> [SHORT PROBLEM] The lines to extract start at the one containing "target | pale sky near horizon" and end with the last line; give them exactly and nothing more.

> [EXTRACTED INFORMATION]
(begin)
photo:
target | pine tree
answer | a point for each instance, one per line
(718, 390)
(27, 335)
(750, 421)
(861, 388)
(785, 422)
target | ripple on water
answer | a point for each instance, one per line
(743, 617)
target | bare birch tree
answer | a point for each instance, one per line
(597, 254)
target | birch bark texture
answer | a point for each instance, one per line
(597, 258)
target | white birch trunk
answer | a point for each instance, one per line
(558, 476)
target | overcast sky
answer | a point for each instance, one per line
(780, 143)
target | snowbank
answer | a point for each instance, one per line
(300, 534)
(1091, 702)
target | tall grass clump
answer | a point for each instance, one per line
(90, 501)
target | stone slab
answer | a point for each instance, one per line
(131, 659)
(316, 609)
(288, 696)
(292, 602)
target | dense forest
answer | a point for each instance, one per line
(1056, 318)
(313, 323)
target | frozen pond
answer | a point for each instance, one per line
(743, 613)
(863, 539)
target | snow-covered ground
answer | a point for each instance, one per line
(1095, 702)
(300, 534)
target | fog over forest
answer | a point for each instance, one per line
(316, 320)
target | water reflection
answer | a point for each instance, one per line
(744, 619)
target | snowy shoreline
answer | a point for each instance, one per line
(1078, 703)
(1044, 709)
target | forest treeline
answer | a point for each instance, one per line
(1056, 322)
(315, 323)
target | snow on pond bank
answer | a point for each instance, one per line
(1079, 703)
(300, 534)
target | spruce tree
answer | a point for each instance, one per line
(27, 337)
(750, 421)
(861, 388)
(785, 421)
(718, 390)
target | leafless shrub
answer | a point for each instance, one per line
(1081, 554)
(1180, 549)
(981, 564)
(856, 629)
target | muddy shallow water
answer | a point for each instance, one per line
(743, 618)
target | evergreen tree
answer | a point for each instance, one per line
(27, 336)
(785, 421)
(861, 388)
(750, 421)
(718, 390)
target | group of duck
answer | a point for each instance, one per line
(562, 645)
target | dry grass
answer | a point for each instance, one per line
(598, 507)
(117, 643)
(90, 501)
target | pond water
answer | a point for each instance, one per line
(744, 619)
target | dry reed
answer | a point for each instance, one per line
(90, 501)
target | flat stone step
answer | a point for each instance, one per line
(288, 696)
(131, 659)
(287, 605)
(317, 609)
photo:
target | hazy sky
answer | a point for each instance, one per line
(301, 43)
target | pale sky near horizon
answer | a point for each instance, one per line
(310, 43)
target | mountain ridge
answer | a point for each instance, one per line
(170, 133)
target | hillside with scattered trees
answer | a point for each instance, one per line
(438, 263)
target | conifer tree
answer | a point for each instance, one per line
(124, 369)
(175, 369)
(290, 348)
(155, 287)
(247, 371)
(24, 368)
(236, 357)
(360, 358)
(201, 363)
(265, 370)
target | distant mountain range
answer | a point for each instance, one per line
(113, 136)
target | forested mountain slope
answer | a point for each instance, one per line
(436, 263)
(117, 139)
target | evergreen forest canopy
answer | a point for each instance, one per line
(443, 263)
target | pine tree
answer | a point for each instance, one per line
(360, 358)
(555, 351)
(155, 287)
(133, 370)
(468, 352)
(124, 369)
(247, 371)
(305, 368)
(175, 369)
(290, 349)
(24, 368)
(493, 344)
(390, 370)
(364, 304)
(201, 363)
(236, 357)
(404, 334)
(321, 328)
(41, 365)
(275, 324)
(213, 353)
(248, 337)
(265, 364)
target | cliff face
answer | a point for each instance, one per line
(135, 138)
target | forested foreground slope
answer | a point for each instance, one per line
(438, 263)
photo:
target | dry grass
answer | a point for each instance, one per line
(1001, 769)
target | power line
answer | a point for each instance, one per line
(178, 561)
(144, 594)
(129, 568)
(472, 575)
(end)
> [SOLUTION TO THIS TASK]
target | pale sky near horizon
answer | a point for each instance, one per line
(310, 43)
target | mountain ridge
answer | a point for each instance, one per line
(170, 133)
target | hillside with scattered trees
answer | a point for each instance, one per line
(438, 263)
target | conifer tree
answer | a point for each instance, one per line
(124, 369)
(175, 369)
(290, 348)
(155, 287)
(247, 371)
(24, 368)
(236, 357)
(360, 358)
(201, 363)
(265, 370)
target | distant mountain range
answer | a point for each instance, one per line
(113, 136)
target | forested mountain slope
answer | a point for each instance, one per line
(436, 263)
(117, 139)
target | evergreen forest canopy
answer | a point for each instance, one per line
(443, 263)
target | pine tree
answer | a point for each instance, one per line
(360, 358)
(555, 351)
(155, 287)
(133, 370)
(468, 352)
(124, 369)
(247, 371)
(305, 368)
(175, 369)
(290, 349)
(24, 368)
(493, 344)
(390, 370)
(364, 304)
(201, 363)
(236, 357)
(404, 334)
(321, 328)
(41, 365)
(275, 324)
(213, 353)
(248, 337)
(265, 364)
target | cliff face
answer | a point for each instance, one per line
(135, 138)
target | forested foreground slope
answer | a point for each instance, one per line
(438, 263)
photo:
target | dry grass
answer | a point for each instance, one per line
(1001, 769)
target | power line
answer | a point for each instance, one per line
(178, 561)
(144, 594)
(129, 568)
(472, 575)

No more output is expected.